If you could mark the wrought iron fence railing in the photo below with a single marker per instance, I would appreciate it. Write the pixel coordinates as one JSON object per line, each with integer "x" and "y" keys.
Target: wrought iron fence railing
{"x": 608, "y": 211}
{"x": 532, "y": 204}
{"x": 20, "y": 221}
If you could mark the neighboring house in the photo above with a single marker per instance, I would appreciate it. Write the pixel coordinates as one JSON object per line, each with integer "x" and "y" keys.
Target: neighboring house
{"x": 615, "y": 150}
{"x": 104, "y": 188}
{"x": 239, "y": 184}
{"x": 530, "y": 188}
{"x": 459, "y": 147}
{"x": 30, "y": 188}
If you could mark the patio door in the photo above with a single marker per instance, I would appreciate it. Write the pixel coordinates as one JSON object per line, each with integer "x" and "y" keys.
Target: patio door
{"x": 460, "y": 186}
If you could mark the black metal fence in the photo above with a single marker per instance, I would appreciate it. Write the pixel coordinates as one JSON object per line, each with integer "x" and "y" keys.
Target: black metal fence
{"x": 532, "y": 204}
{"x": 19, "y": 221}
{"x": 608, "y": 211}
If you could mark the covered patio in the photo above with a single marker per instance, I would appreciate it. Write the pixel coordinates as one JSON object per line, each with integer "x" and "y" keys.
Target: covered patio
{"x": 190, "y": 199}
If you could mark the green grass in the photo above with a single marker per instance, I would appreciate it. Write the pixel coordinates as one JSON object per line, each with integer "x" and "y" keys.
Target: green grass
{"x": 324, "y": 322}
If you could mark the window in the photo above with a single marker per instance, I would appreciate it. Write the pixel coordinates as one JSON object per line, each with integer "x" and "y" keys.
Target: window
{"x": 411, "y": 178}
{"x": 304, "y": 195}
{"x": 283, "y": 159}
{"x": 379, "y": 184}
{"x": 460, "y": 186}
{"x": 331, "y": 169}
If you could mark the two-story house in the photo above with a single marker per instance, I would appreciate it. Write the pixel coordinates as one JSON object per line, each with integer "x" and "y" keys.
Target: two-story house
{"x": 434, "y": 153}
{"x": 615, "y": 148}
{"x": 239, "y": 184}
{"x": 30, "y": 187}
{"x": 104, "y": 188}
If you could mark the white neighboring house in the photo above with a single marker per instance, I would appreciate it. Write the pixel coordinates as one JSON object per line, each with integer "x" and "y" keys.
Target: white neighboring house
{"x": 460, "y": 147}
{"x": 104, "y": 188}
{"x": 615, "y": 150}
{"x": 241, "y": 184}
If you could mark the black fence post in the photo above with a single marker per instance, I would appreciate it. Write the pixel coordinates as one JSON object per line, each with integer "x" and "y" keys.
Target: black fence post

### Your instructions
Output each record exactly, leaving nothing out.

### Written solution
If you could mark the wrought iron fence railing in the photo below with a single marker per instance, I would appreciate it. Write the pixel coordinates as one JSON object per line, each with integer "x" and "y" keys.
Target: wrought iron fence railing
{"x": 608, "y": 211}
{"x": 532, "y": 204}
{"x": 20, "y": 221}
If you could mark the neighboring house in the photo above with a single marker per instance, I would appreciate it. Write the pixel coordinates as one JSON object per line, each with integer "x" and "y" keys.
Target: neighboring house
{"x": 615, "y": 150}
{"x": 104, "y": 188}
{"x": 239, "y": 184}
{"x": 530, "y": 188}
{"x": 459, "y": 147}
{"x": 30, "y": 188}
If you could mark the patio door in the photo above with a single marker per instance, I would appreciate it. Write the pixel coordinates as one JSON object per line, each with integer "x" and "y" keys.
Target: patio door
{"x": 460, "y": 186}
If you could mark the black metal fence in the photo above with a single marker per instance, I would appreciate it. Write the pixel coordinates as one JSON object per line, each with integer "x" and "y" keys.
Target: black metal fence
{"x": 532, "y": 204}
{"x": 19, "y": 221}
{"x": 608, "y": 211}
If you could mark the covered patio in the photo above with a single marker per instance, I would appreciate it. Write the pixel coordinates as one JSON object per line, each with integer "x" and "y" keys.
Target: covered patio
{"x": 190, "y": 199}
If you could mark the green grass in the photo above with a single marker per instance, I would appreciate it. Write the pixel coordinates as one JSON object per line, each with integer "x" and "y" keys.
Target: green grass
{"x": 324, "y": 322}
If you could mark the window in the photo above with a single marker per instance, I would appreciate it. Write the pixel coordinates as one JSON object per line, each with integer "x" and "y" keys.
Target: window
{"x": 411, "y": 178}
{"x": 304, "y": 195}
{"x": 283, "y": 159}
{"x": 379, "y": 184}
{"x": 460, "y": 186}
{"x": 331, "y": 169}
If you could mark the two-story house in the photo above with a single marker per instance, I would appreciate it. Write the pixel coordinates as one JSON object per line, each with integer "x" and "y" keys.
Target: two-story house
{"x": 434, "y": 153}
{"x": 615, "y": 148}
{"x": 239, "y": 184}
{"x": 30, "y": 187}
{"x": 104, "y": 188}
If you could mark the white neighboring house in the photo above with a single marker per instance, I would appreciate it. Write the pixel coordinates as one JSON object per line, each with integer "x" and "y" keys.
Target: white neighboring house
{"x": 460, "y": 147}
{"x": 104, "y": 188}
{"x": 615, "y": 150}
{"x": 241, "y": 184}
If you could mark the black fence post in the photo above with a single marker per instance, I would appreciate it. Write the pixel coordinates as one JSON object per line, each with integer "x" and "y" keys.
Target: black fence post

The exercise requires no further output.